+++ INPUT +++

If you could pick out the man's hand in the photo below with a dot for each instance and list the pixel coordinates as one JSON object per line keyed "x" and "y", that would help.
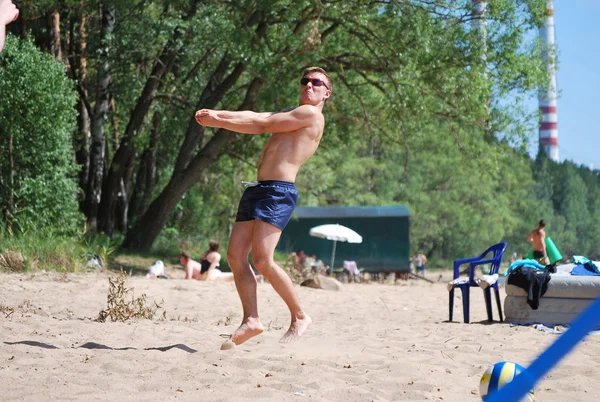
{"x": 206, "y": 117}
{"x": 8, "y": 12}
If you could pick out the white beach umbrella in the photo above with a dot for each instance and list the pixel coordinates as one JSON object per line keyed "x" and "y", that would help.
{"x": 336, "y": 233}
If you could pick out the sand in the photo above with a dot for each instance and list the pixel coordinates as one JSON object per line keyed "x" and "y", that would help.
{"x": 368, "y": 342}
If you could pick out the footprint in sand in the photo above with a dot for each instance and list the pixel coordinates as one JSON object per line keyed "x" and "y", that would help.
{"x": 227, "y": 345}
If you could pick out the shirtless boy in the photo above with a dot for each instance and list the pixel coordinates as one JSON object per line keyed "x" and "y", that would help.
{"x": 537, "y": 237}
{"x": 266, "y": 207}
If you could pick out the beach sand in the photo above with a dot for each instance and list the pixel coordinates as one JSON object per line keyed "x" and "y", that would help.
{"x": 368, "y": 342}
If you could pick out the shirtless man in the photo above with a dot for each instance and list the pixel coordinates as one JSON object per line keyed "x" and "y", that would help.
{"x": 8, "y": 14}
{"x": 266, "y": 207}
{"x": 537, "y": 237}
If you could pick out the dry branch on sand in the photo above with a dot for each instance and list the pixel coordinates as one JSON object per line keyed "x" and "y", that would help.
{"x": 120, "y": 309}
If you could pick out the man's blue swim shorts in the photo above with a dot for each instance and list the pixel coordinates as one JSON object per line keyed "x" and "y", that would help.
{"x": 270, "y": 201}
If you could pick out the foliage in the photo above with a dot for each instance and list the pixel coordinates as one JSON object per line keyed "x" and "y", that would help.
{"x": 121, "y": 309}
{"x": 418, "y": 116}
{"x": 37, "y": 187}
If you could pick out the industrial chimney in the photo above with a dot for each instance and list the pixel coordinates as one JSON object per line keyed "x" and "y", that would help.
{"x": 547, "y": 97}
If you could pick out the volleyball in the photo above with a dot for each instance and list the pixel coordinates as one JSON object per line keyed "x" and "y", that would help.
{"x": 499, "y": 375}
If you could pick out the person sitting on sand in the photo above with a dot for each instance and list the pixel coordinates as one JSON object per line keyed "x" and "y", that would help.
{"x": 207, "y": 269}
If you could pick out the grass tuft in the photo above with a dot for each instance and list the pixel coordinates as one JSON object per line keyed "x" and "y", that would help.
{"x": 121, "y": 309}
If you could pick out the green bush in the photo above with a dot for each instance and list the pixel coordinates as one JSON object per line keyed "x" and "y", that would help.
{"x": 37, "y": 116}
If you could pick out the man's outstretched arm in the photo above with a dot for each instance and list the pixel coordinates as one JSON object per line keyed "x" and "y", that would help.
{"x": 248, "y": 122}
{"x": 8, "y": 13}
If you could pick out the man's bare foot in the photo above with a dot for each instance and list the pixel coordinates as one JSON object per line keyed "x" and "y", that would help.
{"x": 297, "y": 328}
{"x": 247, "y": 330}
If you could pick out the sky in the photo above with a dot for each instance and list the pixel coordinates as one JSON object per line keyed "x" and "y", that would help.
{"x": 577, "y": 37}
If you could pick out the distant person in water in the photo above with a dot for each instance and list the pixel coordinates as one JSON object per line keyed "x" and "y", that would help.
{"x": 207, "y": 269}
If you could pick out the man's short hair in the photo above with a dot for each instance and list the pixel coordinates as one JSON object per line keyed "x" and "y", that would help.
{"x": 213, "y": 245}
{"x": 311, "y": 70}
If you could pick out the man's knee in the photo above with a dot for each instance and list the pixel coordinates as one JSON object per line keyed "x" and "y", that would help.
{"x": 263, "y": 263}
{"x": 235, "y": 258}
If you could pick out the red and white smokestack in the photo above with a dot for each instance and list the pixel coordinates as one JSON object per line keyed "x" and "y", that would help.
{"x": 547, "y": 98}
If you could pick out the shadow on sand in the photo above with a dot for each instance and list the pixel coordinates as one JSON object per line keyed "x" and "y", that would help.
{"x": 94, "y": 345}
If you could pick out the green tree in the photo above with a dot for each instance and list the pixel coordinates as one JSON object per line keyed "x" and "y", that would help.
{"x": 37, "y": 115}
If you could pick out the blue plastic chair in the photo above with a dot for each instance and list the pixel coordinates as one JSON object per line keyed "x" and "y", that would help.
{"x": 496, "y": 250}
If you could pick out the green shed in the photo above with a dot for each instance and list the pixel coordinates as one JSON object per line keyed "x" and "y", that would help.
{"x": 384, "y": 229}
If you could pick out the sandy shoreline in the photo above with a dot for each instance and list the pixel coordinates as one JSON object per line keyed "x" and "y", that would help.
{"x": 369, "y": 342}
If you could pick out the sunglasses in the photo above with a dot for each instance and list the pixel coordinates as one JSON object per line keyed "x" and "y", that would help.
{"x": 315, "y": 81}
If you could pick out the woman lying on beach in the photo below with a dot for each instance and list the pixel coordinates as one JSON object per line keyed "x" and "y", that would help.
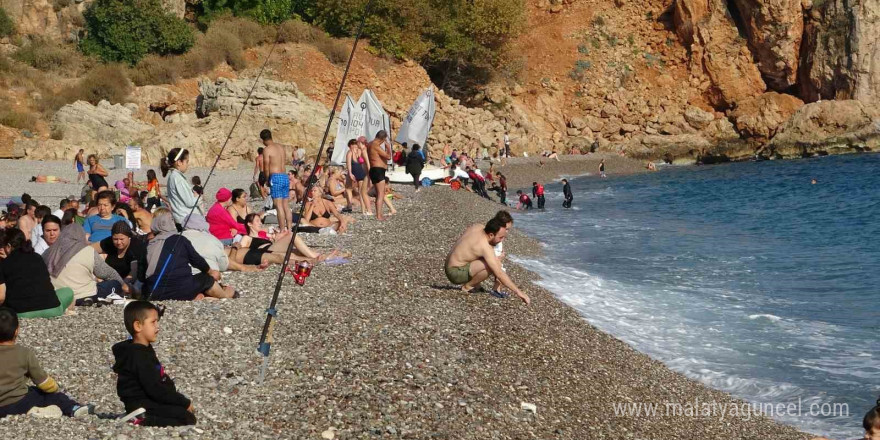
{"x": 25, "y": 285}
{"x": 258, "y": 249}
{"x": 177, "y": 281}
{"x": 336, "y": 188}
{"x": 322, "y": 213}
{"x": 73, "y": 263}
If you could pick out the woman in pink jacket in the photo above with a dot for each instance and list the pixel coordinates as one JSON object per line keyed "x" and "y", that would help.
{"x": 221, "y": 224}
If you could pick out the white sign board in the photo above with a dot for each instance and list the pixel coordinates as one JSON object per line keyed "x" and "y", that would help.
{"x": 132, "y": 157}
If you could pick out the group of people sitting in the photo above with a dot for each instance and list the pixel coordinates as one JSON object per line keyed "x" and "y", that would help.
{"x": 110, "y": 250}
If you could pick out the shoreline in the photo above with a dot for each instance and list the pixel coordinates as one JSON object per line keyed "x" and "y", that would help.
{"x": 384, "y": 346}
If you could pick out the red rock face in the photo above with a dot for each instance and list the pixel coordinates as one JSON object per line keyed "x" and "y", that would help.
{"x": 840, "y": 57}
{"x": 719, "y": 51}
{"x": 774, "y": 29}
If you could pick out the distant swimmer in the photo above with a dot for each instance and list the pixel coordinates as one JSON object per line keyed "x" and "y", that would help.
{"x": 524, "y": 201}
{"x": 566, "y": 192}
{"x": 472, "y": 258}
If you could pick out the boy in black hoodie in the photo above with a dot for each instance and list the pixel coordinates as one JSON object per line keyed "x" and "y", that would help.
{"x": 142, "y": 382}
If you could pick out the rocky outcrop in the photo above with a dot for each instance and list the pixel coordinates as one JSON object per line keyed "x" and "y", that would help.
{"x": 759, "y": 118}
{"x": 774, "y": 29}
{"x": 840, "y": 57}
{"x": 718, "y": 51}
{"x": 827, "y": 127}
{"x": 82, "y": 123}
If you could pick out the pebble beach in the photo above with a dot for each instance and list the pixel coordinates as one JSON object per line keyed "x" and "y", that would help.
{"x": 382, "y": 346}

+++

:: ACTIVITY ::
Copy the lines above exactly and exclude every image.

:: WRITTEN REPLY ::
If you could pick out the man's hand in the photo below with a dot for each instance and list the pixel coordinates as one JSON object per line keyed "x" and "y", that would help.
{"x": 206, "y": 117}
{"x": 8, "y": 12}
If you could pick out the white beach umbrella in the photo above with a dot for each instance and list the pixel coordinates as one JSON object per line keyed "x" and "y", that would help.
{"x": 336, "y": 233}
If you could pick out the sand in the photo above with a dot for each instance and list the pixel coordinates as one JSON object per line keyed "x" and "y", that would help.
{"x": 368, "y": 342}
If you could pick out the footprint in sand in the photo above with a dot for each instance and list the pixel coordinates as one JSON object per line keyed "x" and "y", that would help.
{"x": 227, "y": 345}
If you could pick out the shirtless boy in the photo above with a dot for each instance and list the pixel coordinates as one JSON object per line keyed "x" and "y", that would help.
{"x": 537, "y": 237}
{"x": 266, "y": 207}
If you could pick out the beach sand in the photo above with a dot for each instance and list the pixel coordinates as one JSON object per line keyed "x" and "y", that would help.
{"x": 368, "y": 342}
If you could pick out the shirtless man in the photo above with a dot for each instance and list the pixel coordinates as one JSON object per line keyed "x" and "y", that would help.
{"x": 8, "y": 14}
{"x": 266, "y": 207}
{"x": 537, "y": 237}
If you could pick out the dry branch on sand in the photo above with a dot for each instance and list the pixel coordinates as one JSON object per line keyed "x" and "y", that would help.
{"x": 120, "y": 309}
If you could pick out the man's blue swim shorts in the photo above with a dot for each instance and list the pixel coordinates as one JSON object per line keyed "x" and "y", that would help.
{"x": 270, "y": 201}
If you could pick out the foliage in the photo above with a dot for each instance and list the pixel coordinates as one JSON object per line keyed "x" and "y", that would help.
{"x": 121, "y": 309}
{"x": 418, "y": 116}
{"x": 37, "y": 187}
If you could pick out the industrial chimney in the photo above with a dot for each instance and list the pixel coordinates as one JSON object per line keyed "x" and "y", that would help.
{"x": 547, "y": 97}
If you could pick out the volleyball in the photo above with a dot for each instance and list the pixel coordinates as one JSON object per line keyed "x" and "y", that would help.
{"x": 499, "y": 375}
If you could pick out the person sitting on sand in the photo above with a dot for each instance and list the pixel coordinates as one JSON object per line keyed "x" and "y", that would help.
{"x": 207, "y": 269}
If you could pick out the grass tuft in the photo above with a dot for each instance and list the pixel coordinates as one JSON object per line keyed "x" and "y", that would help.
{"x": 121, "y": 309}
If you could pick out the green bush in the photo above with a dot for each instance and list the pixel coordinates as one JSON object per line keyed "x" and "y", that would help.
{"x": 37, "y": 116}
If you could pick out the man's outstretched arm in the photo above with a dot for each instance and list the pixel coordinates as one JSON object per line keyed "x" and "y", that would help.
{"x": 248, "y": 122}
{"x": 8, "y": 13}
If you could pick out the man's bare foot in the photo above with a dot for each instance and list the pixel coordinates as one JSON object per line keyed "x" and "y", that would help.
{"x": 297, "y": 328}
{"x": 247, "y": 330}
If you could pick out the sky in the photo above with a dot for each instance and list the pixel coordinates as one JSON object per line keyed "x" and "y", that would help.
{"x": 577, "y": 37}
If you could pick out the distant person in water in the photo above with a dot for each instance and list the pixel coordinates as one JSON object per line keyed "x" and "y", that would help.
{"x": 207, "y": 269}
If you could pick out the man's short hair in the photo above with a dot for each instance and list the pixel coordinates as one JSON object per line keyed "x" and "y", that would help.
{"x": 213, "y": 245}
{"x": 311, "y": 70}
If you could pick out the man's knee in the photo above with a dot for each instance and list the pixel coordinates as one JSON object per line keyed "x" and "y", that would help.
{"x": 263, "y": 263}
{"x": 235, "y": 258}
If you could pick out the red and white smokestack in the photo above with a dot for each instance and list the pixel coordinates as one JSON object per line keyed "x" and "y", that would help.
{"x": 547, "y": 98}
If you could pick out the shadow on sand in the photo above with a dot for each instance and list the pixel coordinates as one JSON object per line keyed "x" and "y", that would help.
{"x": 94, "y": 345}
If you could pick out the green tree in the photo above with a dot for each instance and list the pixel coordinates as one JSON object per line keyed "x" and "y", that would help.
{"x": 37, "y": 115}
If you could pick out the blue plastic chair in the photo above with a dot for each instance and list the pixel coordinates as one JSON object per line keyed "x" and "y", that would help.
{"x": 496, "y": 250}
If you could pick out the green shed in the photo above with a dot for each instance and list the pixel coordinates as one JSON object per line keyed "x" and "y", that would help.
{"x": 384, "y": 229}
If you could pick out the sandy shoreline in the photo above with a dot for each instance and list the pixel coordinates as one JSON object per line keyed "x" and "y", that would help.
{"x": 369, "y": 342}
If you could pick out the sunglasses in the photo above with a dot for each instance and list the pixel coordinates as one JSON object per line keyed "x" and "y", that would help.
{"x": 315, "y": 81}
If you could pick out the woman lying on beach in the photo below with a dot for each instance and list the pixel coordinates as one JSON object per line keyed "x" and "y", that would help.
{"x": 25, "y": 285}
{"x": 258, "y": 249}
{"x": 177, "y": 281}
{"x": 336, "y": 188}
{"x": 322, "y": 213}
{"x": 73, "y": 263}
If you could pick out the woman in pink jacket in the photo above with a dot for each instance and list the pixel coordinates as one JSON object per line keyed "x" and "y", that would help.
{"x": 221, "y": 224}
If you could pick out the white sign board in the photo above with a dot for each instance and list the pixel coordinates as one JSON object per line keyed "x" and "y", that would help.
{"x": 132, "y": 157}
If you could pick out the group of people sitting in the photo above with a dot for each instance and list the pixel coordinates as one JSON object per line keyed "x" and "y", that would help.
{"x": 110, "y": 250}
If you could pick out the shoreline in the photo above with a dot for each instance and list the pixel coordinates as one JSON object per line keyed "x" and "y", that would help.
{"x": 384, "y": 346}
If you could pick out the red rock face in the photo above with a dot for each instance and list the pixel coordinates as one JSON object per line keyed "x" and "y", that would help.
{"x": 840, "y": 57}
{"x": 719, "y": 51}
{"x": 774, "y": 29}
If you could pick out the distant swimmer in the photo above with a dot for each instance and list the pixel coordinates as one JSON object per line keyed "x" and "y", that would help.
{"x": 524, "y": 201}
{"x": 566, "y": 192}
{"x": 472, "y": 258}
If you could pick out the boy in black hoodie in the photo above with a dot for each instance and list the pixel coordinates as one JSON object per line keyed "x" and "y", that would help.
{"x": 142, "y": 382}
If you could pick out the rocky outcrop in the photo above with a dot for each instance and list the pixel coordinates as one JSON object per line keyed "x" and "y", that would help.
{"x": 759, "y": 118}
{"x": 774, "y": 29}
{"x": 840, "y": 57}
{"x": 718, "y": 51}
{"x": 827, "y": 127}
{"x": 82, "y": 123}
If you could pick out the pebble beach in the photo above with a dot for each instance and list the pixel coordinates as one JSON object per line keyed "x" and "y", that would help.
{"x": 382, "y": 346}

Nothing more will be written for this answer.